═════ Extract

People who only pay attention to politics during elections — which, for the record, is most people that have a healthy set of priorities — often have an understandably misguided impression of how elections are won.
They hear talk in the news about a ballot question and think that whichever campaign has the best answer to that question, will be the one that wins.
What they are often missing is that the contest between campaigns is to make the ballot question the only one that their candidate can win on.
Put another way, if your hockey team is built on speed and skill, trying to out muscle a bruising defense-focused team is a losing strategy. Success comes from making your opponent play your game.
Toronto’s election has raised issues like affordability, transit, and public safety, but none have grabbed the headlines as much as the fate of a 50-plus year-old amusement park that has been officially closed for more than 10 years.
Ontario Place has been a dominant issue on the campaign and every candidate sees a different angle they can win on. In a recent interview with CBC, I called it a “Swiss Army knife” issue, because campaigns are able to use Ontario Place for whatever angle they need to spotlight their issues.
Housing was tied to Ontario Place, when one campaign proposed moving the Science Centre to Ontario Place, opening up land to build housing. When Premier Doug Ford seized on this himself, it showed campaigns that Ontario Place can generate more coverage through the Queen’s Park press gallery in addition to the reporters covering City Hall.
Relations with the Ontario government will always be an issue during Toronto elections — much of Mayor John Tory’s appeal was related to his ability to work with other orders of government. Some campaigns see Ontario Place as an opportunity to distinguish themselves on provincial relations, by promising to be a mayor who will stand up for Toronto by standing opposed to the province.
That could be a tough sell when municipalities are creatures of the province and this particular premier has had no issue using that leash to bring Toronto to heel. Still, the more Ford makes Toronto his personal urban planning playground, the more voters who might be open to a ballot question that asks who is the candidate to kick the premier out of the sandbox.
Along with masks, vaccines, and toilet paper, public green spaces were something that the public found in short supply during the worst days of the pandemic. A campaign that wants to champion more access to more green spaces in Toronto has Ontario Place ready to serve as the megaphone for their message.
Even candidates who don’t see a winning issue for their campaign with Ontario Place, can point out that talking about the park’s future means we aren’t talking about public safety or the city’s finances.
The flexibility of framing that Ontario Place offers campaigns, is supported by the other characteristic that is likely to keep it front and centre as an issue — familiarity. Whatever angle a campaign wants to apply to Ontario Place to support their own narratives, it will be helped by the fact that the site resonates with so many people.
Voters have memories of concerts at the Forum, taking their kids to Children’s Village, or taking in lake views from the West Island. Ontario Place is tangible for people in a way that many of the more complex issues of municipal governance will never be.
Smart campaigns don’t try to write the better answer, they try to become the only answer to their own question.
It’s how Prime Minister Justin Trudeau became the obvious choice for change in 2015, and how Ford won in 2018 by shining a spotlight on the fiscal record of the previous government.
While the park’s future is in flux, Ontario Place is not going anywhere as a campaign issue in Toronto’s election. It raises so many different questions that every campaign believes there is one where their candidate will have the answer voters want to hear.

══════════
═════ Data records

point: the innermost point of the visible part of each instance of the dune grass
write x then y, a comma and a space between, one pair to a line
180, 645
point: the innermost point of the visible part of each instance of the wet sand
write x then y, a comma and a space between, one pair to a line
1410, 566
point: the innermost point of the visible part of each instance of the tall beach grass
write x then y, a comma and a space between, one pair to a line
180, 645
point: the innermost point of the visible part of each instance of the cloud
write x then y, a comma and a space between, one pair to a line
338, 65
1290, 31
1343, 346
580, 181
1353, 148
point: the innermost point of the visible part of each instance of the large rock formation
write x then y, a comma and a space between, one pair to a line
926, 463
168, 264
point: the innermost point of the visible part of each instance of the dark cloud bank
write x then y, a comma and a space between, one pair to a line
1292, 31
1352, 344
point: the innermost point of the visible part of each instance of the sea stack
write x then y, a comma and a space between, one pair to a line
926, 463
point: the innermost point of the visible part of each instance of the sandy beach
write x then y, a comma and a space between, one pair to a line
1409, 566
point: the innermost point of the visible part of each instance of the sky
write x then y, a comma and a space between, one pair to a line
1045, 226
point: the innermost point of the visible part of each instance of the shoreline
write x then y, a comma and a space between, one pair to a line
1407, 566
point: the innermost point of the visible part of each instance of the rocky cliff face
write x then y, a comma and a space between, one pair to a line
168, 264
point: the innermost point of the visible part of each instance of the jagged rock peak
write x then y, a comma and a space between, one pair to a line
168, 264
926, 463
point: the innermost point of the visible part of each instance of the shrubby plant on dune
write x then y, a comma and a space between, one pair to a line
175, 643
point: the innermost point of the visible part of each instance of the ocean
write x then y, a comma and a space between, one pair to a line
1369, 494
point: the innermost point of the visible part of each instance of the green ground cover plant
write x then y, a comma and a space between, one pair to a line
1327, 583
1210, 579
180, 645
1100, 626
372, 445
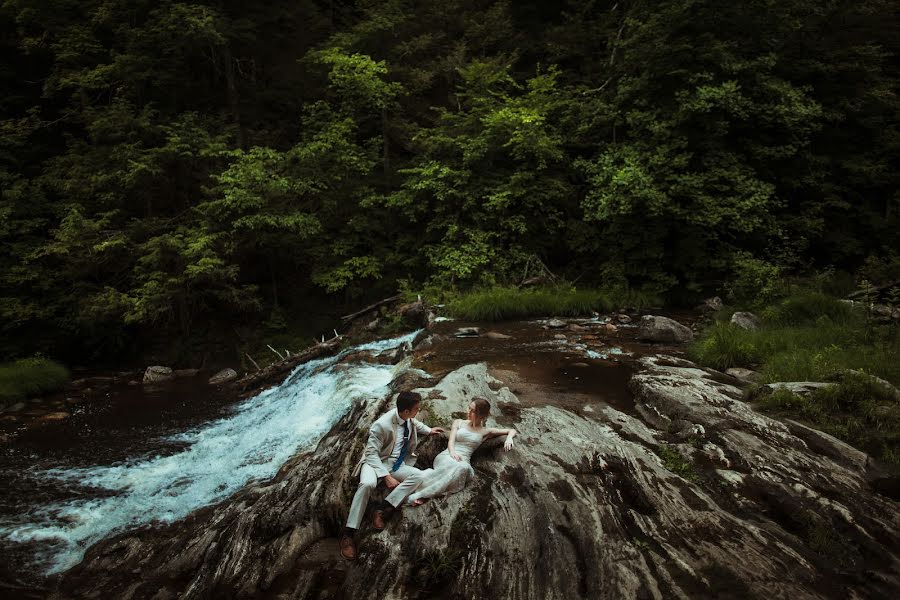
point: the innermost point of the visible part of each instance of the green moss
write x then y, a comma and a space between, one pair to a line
30, 376
678, 464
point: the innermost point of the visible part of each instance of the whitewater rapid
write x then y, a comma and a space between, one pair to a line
218, 459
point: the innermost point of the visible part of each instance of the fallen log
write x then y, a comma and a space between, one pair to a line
371, 307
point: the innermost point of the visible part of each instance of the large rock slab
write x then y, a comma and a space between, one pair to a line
599, 507
654, 328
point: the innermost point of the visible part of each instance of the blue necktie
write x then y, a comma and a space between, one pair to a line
403, 448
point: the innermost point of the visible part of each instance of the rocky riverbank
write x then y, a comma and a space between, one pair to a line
636, 475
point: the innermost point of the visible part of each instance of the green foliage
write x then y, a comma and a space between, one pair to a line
185, 166
809, 308
858, 410
805, 337
30, 376
724, 346
678, 464
755, 281
504, 303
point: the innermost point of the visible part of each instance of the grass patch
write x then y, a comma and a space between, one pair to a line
507, 303
30, 376
858, 410
809, 308
807, 337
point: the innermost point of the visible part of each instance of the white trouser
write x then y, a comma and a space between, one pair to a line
409, 477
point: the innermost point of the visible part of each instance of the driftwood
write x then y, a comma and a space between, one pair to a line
371, 307
276, 370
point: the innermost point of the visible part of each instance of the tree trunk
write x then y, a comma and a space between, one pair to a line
233, 97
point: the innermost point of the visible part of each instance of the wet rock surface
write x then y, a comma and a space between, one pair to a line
635, 475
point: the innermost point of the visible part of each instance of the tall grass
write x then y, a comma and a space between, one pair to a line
28, 377
808, 337
858, 410
505, 303
813, 337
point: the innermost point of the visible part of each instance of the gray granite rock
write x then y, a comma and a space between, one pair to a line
654, 328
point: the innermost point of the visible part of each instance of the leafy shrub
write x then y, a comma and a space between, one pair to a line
30, 376
755, 281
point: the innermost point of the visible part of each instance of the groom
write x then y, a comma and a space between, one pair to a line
389, 456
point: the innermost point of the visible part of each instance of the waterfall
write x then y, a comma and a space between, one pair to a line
218, 459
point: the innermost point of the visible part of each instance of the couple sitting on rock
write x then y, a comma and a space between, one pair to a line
391, 453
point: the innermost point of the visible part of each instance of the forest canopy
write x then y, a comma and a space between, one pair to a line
170, 168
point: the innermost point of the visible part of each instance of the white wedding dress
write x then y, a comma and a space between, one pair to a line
448, 475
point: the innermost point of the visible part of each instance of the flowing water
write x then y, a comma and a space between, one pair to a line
154, 456
174, 474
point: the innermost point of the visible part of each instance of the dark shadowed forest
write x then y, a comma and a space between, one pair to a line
184, 174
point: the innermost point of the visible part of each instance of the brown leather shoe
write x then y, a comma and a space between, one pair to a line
348, 547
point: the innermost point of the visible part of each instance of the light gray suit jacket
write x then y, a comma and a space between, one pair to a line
383, 436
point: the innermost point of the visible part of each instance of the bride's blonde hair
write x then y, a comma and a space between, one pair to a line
482, 410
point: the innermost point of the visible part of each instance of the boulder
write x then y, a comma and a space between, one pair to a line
711, 305
223, 376
746, 320
158, 374
663, 329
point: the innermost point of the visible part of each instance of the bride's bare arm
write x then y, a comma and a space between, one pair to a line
451, 445
509, 433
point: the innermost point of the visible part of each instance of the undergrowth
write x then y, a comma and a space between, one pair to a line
30, 376
507, 303
857, 409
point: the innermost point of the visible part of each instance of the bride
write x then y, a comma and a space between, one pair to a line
451, 468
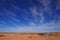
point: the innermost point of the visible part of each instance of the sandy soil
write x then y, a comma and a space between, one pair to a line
17, 36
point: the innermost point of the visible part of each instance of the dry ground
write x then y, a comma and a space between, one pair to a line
17, 36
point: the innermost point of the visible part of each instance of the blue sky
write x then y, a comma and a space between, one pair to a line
30, 16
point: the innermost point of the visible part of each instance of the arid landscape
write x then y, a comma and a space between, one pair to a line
29, 36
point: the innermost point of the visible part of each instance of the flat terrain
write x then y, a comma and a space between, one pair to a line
31, 36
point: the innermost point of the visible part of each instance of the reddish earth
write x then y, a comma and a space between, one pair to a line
26, 36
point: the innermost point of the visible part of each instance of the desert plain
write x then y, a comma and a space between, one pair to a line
30, 36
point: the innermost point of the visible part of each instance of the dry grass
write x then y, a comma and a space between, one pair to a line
17, 36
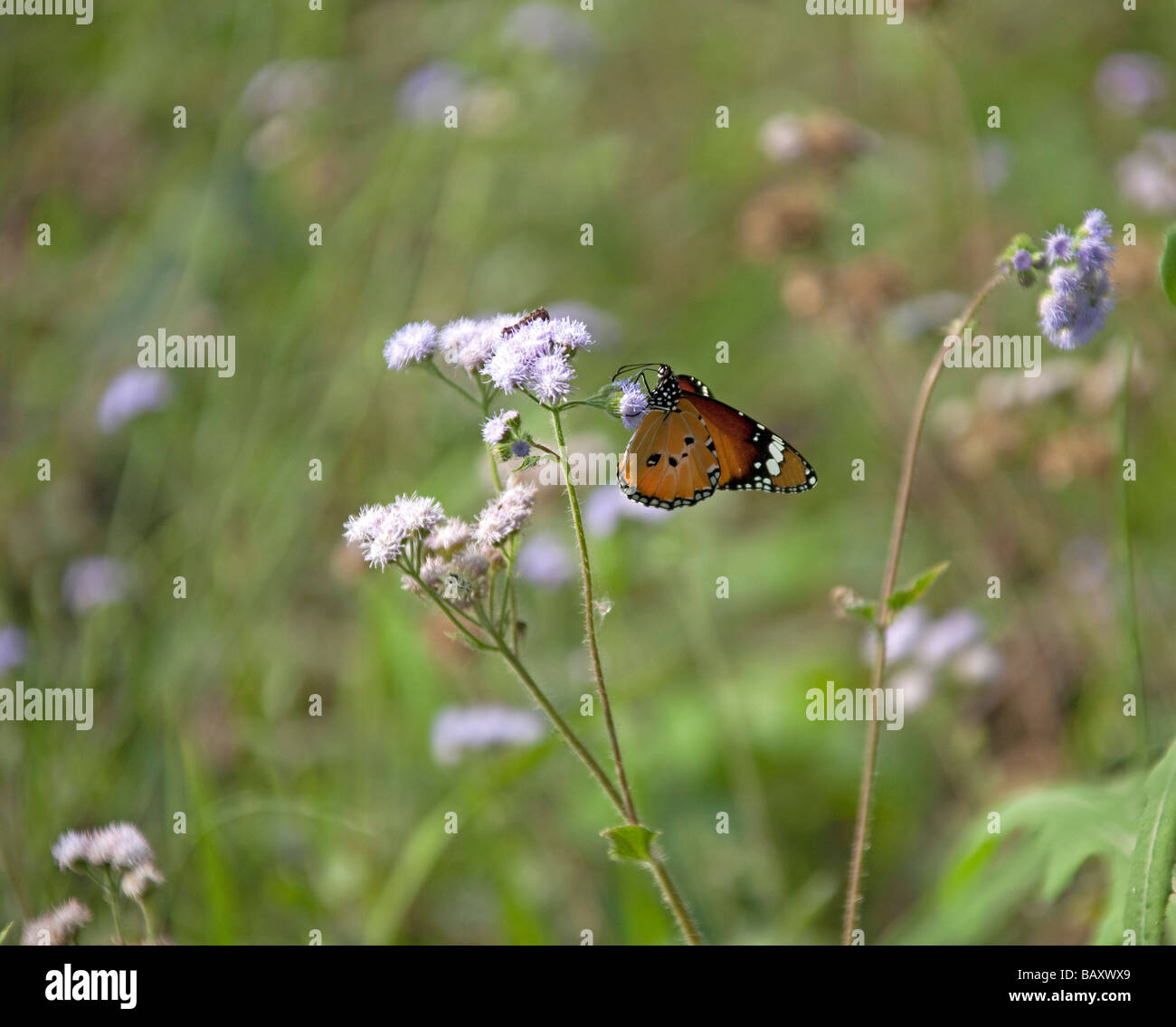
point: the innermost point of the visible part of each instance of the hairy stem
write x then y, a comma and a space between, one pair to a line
901, 509
665, 882
631, 812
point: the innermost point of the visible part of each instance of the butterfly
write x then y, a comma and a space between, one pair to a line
689, 445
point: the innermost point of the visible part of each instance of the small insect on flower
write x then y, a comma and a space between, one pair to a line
551, 376
633, 403
509, 367
140, 880
460, 731
1058, 246
689, 445
59, 926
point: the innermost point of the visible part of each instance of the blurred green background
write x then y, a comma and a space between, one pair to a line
701, 234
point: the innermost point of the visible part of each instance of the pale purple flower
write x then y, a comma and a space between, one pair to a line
93, 581
411, 345
947, 637
571, 334
505, 514
13, 647
286, 85
450, 536
1066, 281
363, 526
460, 731
551, 376
418, 514
467, 342
119, 846
1094, 254
545, 560
1078, 300
1058, 246
59, 926
380, 532
925, 313
979, 665
607, 506
1132, 82
633, 403
1073, 320
497, 427
134, 392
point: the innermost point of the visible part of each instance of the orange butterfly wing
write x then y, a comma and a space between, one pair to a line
670, 460
752, 457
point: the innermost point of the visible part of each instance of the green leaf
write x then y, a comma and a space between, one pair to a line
604, 398
1168, 266
905, 596
631, 842
1151, 881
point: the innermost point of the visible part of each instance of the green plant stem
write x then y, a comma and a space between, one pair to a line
110, 890
630, 810
901, 509
1130, 614
436, 373
560, 725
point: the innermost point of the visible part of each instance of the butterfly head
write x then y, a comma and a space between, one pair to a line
665, 389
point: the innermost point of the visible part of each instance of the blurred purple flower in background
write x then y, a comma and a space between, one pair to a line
134, 392
606, 506
545, 560
782, 139
551, 30
1130, 82
930, 312
461, 729
93, 581
495, 428
426, 93
13, 646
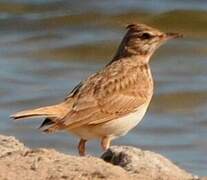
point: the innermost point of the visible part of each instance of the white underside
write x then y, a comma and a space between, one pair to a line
114, 128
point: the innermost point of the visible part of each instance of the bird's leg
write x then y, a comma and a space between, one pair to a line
105, 143
81, 147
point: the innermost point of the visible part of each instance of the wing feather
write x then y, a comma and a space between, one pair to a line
108, 95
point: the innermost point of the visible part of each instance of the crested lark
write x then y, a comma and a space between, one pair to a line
112, 101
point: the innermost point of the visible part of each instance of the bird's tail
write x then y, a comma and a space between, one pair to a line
55, 111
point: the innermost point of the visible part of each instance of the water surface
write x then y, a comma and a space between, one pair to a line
47, 47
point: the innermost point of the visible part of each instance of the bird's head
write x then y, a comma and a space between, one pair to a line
142, 40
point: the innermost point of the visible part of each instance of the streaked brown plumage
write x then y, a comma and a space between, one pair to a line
112, 101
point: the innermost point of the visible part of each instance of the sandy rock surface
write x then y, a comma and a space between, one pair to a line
20, 162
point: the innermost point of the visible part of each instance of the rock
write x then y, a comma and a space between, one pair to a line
20, 162
144, 164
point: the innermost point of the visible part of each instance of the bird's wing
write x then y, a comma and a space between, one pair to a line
106, 96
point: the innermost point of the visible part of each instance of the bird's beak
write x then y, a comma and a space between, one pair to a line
169, 36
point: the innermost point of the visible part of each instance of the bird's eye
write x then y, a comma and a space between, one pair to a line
146, 36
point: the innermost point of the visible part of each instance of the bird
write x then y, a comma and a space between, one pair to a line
112, 101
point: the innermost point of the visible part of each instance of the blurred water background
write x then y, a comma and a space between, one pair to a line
48, 46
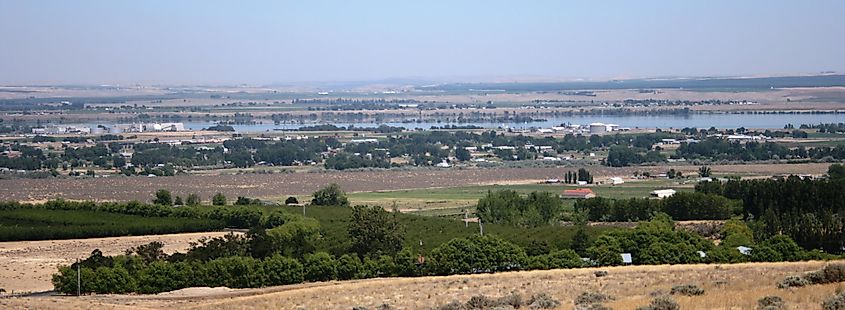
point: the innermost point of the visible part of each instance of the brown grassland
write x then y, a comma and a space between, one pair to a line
27, 266
737, 286
279, 185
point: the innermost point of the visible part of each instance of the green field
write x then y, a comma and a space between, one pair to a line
433, 231
46, 224
455, 200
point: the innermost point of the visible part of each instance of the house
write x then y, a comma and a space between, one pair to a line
581, 193
627, 259
662, 193
744, 250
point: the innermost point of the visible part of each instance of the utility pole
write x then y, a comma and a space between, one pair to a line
78, 278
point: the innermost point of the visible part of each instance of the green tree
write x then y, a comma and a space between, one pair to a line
836, 171
163, 197
193, 200
348, 267
462, 154
320, 266
476, 254
372, 230
218, 200
281, 270
606, 251
296, 236
330, 195
581, 240
704, 171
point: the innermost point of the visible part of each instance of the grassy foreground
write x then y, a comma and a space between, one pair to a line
736, 286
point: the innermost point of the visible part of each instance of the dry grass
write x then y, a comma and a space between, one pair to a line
282, 184
29, 265
727, 287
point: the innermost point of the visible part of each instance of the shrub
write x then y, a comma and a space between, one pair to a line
662, 303
513, 300
218, 199
320, 266
481, 302
348, 267
771, 303
476, 254
687, 290
330, 195
282, 270
792, 281
543, 301
588, 298
453, 305
835, 302
831, 273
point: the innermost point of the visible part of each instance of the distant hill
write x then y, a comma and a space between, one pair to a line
734, 84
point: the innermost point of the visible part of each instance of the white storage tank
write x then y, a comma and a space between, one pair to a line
598, 128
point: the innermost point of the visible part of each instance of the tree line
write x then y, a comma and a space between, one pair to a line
809, 211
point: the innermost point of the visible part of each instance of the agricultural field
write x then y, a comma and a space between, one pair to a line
452, 201
736, 286
29, 265
280, 185
45, 224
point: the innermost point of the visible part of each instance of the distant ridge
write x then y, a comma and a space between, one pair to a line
734, 83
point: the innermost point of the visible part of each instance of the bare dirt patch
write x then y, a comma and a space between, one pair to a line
278, 186
27, 266
736, 286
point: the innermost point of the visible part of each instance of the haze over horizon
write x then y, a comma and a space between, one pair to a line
265, 42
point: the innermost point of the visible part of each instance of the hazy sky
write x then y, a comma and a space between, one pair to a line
265, 42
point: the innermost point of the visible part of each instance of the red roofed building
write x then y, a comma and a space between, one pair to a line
581, 193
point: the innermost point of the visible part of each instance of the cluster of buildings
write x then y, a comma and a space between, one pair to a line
594, 128
115, 129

══════════

**Tasks and exercises:**
a. Name the parts of Ontario Place that the Toronto election column says voters have memories of.
b. In the Toronto election column, retype the part that opens with the words containing "While the park’s" and closes with "want to hear.".

**Results by task:**
a. the Forum, Children's Village, the West Island

b.
While the park’s future is in flux, Ontario Place is not going anywhere as a campaign issue in Toronto’s election. It raises so many different questions that every campaign believes there is one where their candidate will have the answer voters want to hear.